# To be done
Locate the line that contains "of the ocean", then copy it and all later lines of the data below exactly, through the last one.

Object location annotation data
◆ ◆ ◆

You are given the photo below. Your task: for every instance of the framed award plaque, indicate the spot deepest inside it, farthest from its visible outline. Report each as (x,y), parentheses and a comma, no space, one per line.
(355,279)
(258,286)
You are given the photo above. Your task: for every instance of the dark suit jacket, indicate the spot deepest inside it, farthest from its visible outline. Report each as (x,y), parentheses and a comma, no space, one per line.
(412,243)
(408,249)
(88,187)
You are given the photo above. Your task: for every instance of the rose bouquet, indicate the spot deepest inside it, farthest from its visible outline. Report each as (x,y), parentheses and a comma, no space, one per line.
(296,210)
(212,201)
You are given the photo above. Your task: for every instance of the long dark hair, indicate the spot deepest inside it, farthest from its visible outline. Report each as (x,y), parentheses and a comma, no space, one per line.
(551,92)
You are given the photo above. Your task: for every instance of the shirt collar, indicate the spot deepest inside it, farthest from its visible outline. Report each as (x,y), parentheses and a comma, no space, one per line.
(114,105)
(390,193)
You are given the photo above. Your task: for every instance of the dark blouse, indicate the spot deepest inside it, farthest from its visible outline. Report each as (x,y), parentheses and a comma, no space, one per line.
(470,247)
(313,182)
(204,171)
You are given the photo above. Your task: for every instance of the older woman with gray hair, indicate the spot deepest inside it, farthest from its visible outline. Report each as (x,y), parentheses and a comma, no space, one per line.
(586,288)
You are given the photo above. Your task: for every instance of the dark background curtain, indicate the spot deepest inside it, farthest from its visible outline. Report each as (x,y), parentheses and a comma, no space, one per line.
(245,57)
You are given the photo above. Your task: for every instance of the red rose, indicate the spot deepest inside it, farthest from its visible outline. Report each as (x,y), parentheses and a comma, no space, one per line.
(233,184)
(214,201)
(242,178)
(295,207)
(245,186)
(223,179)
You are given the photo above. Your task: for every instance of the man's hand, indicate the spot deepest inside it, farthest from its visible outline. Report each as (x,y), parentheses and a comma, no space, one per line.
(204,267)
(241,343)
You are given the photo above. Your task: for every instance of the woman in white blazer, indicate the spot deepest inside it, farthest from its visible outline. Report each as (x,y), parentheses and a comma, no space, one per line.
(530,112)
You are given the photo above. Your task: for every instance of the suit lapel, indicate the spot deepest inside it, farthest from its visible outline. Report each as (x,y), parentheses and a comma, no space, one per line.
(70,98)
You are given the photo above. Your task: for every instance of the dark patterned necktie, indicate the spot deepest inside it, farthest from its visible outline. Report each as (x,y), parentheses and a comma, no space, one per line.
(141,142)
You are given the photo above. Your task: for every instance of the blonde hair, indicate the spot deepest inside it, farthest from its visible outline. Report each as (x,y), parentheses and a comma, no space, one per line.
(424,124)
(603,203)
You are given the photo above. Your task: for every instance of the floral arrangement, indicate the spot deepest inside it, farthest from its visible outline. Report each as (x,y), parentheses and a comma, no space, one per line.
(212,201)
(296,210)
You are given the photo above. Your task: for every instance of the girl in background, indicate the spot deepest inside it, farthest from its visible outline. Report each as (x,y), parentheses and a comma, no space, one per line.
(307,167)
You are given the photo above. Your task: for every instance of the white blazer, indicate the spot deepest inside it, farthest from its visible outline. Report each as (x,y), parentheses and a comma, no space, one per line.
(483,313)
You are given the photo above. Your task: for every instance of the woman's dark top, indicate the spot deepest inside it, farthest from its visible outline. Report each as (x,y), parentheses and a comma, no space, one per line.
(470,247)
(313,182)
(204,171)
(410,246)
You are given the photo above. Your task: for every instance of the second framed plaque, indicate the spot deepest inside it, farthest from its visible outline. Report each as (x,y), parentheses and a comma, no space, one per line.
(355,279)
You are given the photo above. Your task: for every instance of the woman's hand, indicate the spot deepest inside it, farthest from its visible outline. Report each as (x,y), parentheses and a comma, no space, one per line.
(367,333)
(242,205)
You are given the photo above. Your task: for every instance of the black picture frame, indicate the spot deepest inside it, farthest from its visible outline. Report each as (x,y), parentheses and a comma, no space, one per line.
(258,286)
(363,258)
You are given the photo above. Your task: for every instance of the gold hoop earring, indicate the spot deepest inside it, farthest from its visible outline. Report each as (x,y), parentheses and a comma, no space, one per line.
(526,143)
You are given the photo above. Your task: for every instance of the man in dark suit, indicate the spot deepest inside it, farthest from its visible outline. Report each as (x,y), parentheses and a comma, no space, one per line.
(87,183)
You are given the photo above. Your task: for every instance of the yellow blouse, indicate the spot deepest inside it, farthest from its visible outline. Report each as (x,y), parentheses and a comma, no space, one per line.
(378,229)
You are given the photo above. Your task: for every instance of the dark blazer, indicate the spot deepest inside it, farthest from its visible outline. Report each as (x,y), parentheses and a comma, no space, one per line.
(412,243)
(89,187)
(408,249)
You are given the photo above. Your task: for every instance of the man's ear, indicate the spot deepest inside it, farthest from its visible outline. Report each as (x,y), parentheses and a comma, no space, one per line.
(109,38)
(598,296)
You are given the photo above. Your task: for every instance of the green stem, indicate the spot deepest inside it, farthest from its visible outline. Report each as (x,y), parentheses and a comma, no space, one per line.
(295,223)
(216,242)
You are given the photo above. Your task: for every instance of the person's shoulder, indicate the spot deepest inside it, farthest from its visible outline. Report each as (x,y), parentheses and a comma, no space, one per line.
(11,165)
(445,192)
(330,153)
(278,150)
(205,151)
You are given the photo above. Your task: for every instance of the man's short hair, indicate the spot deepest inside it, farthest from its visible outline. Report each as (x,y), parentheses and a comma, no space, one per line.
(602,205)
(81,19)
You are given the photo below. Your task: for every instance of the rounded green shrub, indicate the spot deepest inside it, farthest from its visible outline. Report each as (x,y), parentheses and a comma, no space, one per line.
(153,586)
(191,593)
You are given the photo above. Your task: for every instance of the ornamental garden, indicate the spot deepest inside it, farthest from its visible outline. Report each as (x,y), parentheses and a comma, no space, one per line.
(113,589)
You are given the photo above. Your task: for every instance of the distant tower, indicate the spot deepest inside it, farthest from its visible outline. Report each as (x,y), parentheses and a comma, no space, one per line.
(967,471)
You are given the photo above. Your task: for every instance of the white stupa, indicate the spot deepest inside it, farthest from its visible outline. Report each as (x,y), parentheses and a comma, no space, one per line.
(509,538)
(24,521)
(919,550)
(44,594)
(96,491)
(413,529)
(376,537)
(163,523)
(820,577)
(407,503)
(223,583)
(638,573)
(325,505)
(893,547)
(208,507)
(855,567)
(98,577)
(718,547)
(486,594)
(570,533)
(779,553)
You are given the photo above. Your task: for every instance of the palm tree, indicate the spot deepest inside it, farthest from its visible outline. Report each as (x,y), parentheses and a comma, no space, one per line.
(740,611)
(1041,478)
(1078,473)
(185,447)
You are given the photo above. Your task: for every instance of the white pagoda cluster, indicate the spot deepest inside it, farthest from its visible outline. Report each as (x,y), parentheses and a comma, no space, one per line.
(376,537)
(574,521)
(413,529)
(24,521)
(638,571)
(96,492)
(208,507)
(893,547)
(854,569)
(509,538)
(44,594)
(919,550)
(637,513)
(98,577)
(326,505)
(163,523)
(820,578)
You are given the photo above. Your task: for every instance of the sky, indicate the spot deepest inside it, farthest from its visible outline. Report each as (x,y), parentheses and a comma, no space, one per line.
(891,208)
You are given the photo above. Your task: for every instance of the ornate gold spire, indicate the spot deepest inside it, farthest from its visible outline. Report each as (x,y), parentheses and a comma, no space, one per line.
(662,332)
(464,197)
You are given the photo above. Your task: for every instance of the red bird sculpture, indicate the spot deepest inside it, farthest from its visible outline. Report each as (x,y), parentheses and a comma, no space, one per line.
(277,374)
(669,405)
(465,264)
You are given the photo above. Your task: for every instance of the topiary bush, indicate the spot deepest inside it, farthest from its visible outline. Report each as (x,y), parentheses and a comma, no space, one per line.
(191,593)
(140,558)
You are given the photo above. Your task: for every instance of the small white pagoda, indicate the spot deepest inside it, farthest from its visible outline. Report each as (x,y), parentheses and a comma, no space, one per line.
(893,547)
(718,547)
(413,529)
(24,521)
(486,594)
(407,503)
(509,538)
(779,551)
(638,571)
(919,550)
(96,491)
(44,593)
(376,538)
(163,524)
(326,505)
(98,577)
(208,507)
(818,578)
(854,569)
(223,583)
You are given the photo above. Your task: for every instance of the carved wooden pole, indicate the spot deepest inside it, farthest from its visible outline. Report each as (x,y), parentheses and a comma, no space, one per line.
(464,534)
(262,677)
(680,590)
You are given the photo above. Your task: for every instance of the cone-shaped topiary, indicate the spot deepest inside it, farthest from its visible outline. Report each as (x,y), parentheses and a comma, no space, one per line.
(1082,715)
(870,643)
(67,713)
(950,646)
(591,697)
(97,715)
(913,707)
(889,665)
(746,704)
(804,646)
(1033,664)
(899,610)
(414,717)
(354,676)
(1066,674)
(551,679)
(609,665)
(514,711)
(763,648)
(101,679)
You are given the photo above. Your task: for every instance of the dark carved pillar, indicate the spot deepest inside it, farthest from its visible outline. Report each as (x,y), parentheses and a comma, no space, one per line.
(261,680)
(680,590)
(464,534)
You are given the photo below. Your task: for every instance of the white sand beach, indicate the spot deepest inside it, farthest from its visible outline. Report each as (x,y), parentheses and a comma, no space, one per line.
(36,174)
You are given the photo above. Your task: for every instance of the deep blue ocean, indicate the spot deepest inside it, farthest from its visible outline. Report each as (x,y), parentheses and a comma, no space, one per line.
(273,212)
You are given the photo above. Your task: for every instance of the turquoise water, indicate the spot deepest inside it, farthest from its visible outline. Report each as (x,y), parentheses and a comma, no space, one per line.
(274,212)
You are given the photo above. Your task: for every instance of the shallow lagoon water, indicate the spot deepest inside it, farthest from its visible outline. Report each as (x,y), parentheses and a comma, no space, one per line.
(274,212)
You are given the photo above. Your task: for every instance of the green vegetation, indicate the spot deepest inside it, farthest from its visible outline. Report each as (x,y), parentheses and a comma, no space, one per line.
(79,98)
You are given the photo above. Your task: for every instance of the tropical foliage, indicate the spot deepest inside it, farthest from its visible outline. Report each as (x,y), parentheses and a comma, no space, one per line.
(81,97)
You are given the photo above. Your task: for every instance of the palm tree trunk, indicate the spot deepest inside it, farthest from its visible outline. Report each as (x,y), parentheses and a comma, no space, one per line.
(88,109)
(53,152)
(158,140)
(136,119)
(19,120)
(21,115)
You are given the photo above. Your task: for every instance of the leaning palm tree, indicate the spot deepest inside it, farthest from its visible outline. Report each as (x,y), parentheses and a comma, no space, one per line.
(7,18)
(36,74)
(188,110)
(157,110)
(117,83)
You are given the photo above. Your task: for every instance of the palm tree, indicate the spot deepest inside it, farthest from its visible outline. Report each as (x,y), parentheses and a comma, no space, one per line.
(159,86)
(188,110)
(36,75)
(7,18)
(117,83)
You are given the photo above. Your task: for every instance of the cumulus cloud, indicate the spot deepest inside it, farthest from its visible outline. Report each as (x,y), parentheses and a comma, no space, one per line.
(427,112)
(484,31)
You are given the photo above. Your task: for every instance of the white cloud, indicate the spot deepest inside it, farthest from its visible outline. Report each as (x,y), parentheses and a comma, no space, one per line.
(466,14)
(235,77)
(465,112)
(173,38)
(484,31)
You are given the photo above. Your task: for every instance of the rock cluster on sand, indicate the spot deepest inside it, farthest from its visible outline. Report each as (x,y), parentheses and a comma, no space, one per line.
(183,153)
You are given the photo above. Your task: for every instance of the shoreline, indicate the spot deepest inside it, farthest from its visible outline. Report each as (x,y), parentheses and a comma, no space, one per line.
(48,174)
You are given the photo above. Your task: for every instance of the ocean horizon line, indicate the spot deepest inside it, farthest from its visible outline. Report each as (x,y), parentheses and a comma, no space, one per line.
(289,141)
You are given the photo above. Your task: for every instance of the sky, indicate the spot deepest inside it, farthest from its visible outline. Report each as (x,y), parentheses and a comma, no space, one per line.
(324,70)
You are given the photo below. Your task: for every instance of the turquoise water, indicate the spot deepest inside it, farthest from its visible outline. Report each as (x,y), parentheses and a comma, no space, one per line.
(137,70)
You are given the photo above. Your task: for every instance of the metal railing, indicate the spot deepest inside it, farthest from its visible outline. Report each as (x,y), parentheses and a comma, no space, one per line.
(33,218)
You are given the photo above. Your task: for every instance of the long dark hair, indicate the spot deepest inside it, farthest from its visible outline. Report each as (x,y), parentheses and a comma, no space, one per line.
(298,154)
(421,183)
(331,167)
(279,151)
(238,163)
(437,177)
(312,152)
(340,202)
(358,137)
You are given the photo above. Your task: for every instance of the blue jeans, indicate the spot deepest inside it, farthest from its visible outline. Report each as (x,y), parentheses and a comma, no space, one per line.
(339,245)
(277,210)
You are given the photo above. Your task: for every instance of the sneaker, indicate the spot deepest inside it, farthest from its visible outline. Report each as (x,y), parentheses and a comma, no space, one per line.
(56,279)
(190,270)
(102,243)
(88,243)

◆ ◆ ◆

# Completed task
You are given the photo above. Your task: for every instance of the ocean horizon line, indicate the spot deepest inside it, farthest from its visible outline. Report each as (x,y), parentheses and a comma, no space, one per line.
(289,141)
You are given the photo above. Your task: for every instance of the sky, indicate the spot deepest inside it, farthest from its visible outline. Report each as (x,y), parentheses and a comma, no space, one per line.
(324,70)
You are given the photo below. Your task: for every instance of the turquoise water, indicate the spot deepest inside it, farthest from its visible outline. Report each as (x,y), parentheses and a comma, no space, one per line.
(137,70)
You are given the photo above. Your task: for every instance of the metal railing, indicate the spot deepest inside it, farthest from its visible outline. Report each as (x,y), parentheses and a comma, no space, one per line.
(33,218)
You are given the photo above. Your task: for every instance of the long dark hair, indicate the spot deepest inside it, farthest from its visible outline. Report each as (x,y), parentheses and a comma, no space, one per line.
(298,154)
(421,183)
(331,167)
(279,151)
(238,163)
(437,177)
(312,152)
(340,202)
(358,137)
You are given the photo above. Your task: for every instance of the blue jeans, indicate the spot deepest inside it, farthest from its visible outline. Report each as (x,y), parentheses and a comma, no space, one per line.
(339,245)
(277,210)
You are given the photo above. Your task: for every instance of the sneaker, indicate the spot deepest inside it, farthest from its visible outline. Report each as (x,y), parentheses and a comma, no space, one per line.
(56,279)
(190,270)
(102,243)
(88,243)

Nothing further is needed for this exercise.